EXERCISE INPUT
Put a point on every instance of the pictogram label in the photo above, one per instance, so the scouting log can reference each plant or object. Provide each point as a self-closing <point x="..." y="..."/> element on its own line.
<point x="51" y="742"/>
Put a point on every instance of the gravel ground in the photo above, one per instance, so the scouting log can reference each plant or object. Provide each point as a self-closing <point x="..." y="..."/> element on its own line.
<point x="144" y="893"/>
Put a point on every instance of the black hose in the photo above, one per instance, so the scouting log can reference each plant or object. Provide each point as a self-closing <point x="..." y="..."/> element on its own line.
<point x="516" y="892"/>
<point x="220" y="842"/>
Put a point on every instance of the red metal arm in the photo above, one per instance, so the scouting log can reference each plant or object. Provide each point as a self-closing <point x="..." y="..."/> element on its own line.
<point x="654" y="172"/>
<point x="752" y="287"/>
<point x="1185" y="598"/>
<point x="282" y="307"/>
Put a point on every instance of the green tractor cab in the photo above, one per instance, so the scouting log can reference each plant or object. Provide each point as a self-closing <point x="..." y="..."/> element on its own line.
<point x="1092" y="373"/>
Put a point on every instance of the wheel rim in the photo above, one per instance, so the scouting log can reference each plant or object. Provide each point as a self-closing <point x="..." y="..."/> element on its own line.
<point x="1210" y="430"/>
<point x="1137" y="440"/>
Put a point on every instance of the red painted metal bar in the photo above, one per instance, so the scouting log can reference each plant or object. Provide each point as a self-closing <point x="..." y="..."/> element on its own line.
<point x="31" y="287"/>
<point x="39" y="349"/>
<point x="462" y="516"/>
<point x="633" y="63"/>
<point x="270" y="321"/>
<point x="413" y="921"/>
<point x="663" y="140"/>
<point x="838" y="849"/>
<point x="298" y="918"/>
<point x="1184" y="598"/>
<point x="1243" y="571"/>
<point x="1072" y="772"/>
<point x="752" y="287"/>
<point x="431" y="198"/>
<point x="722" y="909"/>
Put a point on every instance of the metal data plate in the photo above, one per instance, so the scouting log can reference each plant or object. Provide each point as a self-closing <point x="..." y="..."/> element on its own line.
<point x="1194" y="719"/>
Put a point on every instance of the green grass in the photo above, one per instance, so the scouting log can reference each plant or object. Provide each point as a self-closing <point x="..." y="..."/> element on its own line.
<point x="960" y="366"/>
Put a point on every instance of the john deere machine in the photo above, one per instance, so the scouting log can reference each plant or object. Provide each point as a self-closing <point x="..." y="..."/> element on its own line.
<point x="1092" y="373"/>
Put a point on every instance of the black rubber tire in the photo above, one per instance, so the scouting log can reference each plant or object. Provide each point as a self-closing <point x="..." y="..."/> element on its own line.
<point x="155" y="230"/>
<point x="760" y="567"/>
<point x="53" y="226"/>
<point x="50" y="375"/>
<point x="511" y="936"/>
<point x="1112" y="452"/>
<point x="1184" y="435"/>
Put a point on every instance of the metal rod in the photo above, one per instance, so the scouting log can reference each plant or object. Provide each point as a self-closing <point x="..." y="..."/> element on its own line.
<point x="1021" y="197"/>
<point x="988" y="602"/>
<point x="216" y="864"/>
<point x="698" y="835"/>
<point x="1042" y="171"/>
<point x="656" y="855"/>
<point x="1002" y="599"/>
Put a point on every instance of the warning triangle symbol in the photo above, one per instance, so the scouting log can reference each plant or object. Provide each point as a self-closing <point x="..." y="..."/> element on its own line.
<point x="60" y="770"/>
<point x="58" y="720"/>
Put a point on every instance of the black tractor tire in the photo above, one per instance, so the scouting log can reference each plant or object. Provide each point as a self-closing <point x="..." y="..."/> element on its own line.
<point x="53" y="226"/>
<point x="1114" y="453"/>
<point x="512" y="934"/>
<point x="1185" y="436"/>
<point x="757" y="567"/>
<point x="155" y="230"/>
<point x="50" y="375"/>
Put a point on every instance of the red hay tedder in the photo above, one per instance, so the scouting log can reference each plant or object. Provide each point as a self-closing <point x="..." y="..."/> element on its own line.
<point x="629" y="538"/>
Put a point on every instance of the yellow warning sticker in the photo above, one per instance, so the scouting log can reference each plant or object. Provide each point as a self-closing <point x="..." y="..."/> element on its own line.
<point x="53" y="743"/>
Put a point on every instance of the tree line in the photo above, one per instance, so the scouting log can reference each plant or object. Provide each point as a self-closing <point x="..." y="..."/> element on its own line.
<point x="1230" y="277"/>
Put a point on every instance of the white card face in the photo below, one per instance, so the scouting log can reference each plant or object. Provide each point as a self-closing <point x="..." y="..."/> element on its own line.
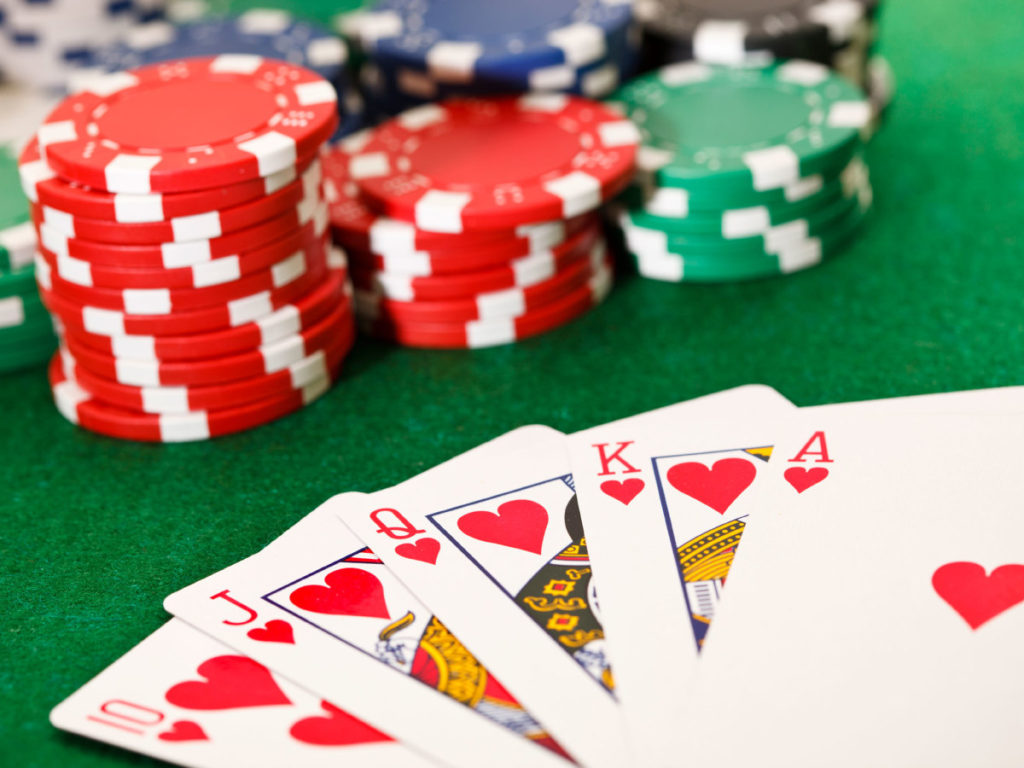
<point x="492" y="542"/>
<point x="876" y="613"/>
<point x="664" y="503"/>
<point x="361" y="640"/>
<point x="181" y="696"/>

--

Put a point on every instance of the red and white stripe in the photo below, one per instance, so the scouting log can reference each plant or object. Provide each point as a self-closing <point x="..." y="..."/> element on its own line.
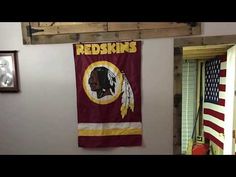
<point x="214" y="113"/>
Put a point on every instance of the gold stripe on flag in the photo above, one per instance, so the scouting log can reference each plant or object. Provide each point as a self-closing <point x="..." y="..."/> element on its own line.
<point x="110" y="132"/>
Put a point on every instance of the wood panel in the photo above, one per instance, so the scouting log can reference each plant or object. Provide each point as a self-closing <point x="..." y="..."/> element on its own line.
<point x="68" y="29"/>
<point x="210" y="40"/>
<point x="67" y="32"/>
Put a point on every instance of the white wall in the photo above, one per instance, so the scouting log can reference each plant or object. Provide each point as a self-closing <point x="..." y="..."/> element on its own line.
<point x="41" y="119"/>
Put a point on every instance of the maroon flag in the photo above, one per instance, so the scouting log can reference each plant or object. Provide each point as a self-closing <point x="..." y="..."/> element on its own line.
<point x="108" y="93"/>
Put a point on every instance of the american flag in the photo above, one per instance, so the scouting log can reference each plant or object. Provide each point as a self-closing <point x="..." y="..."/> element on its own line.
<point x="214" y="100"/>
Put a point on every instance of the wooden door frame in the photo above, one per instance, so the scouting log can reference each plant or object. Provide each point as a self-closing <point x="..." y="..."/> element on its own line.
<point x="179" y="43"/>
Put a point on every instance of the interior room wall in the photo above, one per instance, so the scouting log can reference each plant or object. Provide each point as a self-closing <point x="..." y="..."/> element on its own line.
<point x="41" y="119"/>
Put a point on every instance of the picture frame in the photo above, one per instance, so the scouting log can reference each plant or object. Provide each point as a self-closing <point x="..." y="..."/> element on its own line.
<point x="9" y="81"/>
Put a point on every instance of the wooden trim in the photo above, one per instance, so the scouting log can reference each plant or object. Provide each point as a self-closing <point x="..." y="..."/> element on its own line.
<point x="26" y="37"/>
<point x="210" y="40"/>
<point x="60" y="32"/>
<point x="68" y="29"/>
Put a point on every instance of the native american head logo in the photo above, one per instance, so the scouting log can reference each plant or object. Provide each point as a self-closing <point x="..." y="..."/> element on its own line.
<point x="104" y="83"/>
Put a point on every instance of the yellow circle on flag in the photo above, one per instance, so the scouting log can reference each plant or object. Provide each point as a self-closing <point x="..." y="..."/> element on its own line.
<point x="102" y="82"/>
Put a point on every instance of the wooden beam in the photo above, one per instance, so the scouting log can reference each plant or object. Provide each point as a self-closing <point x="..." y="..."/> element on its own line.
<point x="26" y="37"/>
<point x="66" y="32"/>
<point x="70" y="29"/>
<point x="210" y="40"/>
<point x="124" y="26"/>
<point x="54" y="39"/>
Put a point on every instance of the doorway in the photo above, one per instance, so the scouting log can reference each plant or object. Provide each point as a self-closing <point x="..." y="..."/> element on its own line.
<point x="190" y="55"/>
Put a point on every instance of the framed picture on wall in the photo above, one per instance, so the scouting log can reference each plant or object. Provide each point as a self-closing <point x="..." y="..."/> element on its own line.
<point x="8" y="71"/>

PROBLEM DETAILS
Report each line of the records above that contains the string "trim", reproducing every such line in full. Only matches in the same letter case count.

EXERCISE OUTPUT
Put a point on every instance of the wooden trim in the photo above, one per instance, so the scouting log can reference each plant or object. Provide each point as a self-closing <point x="..." y="..."/> element on its own line.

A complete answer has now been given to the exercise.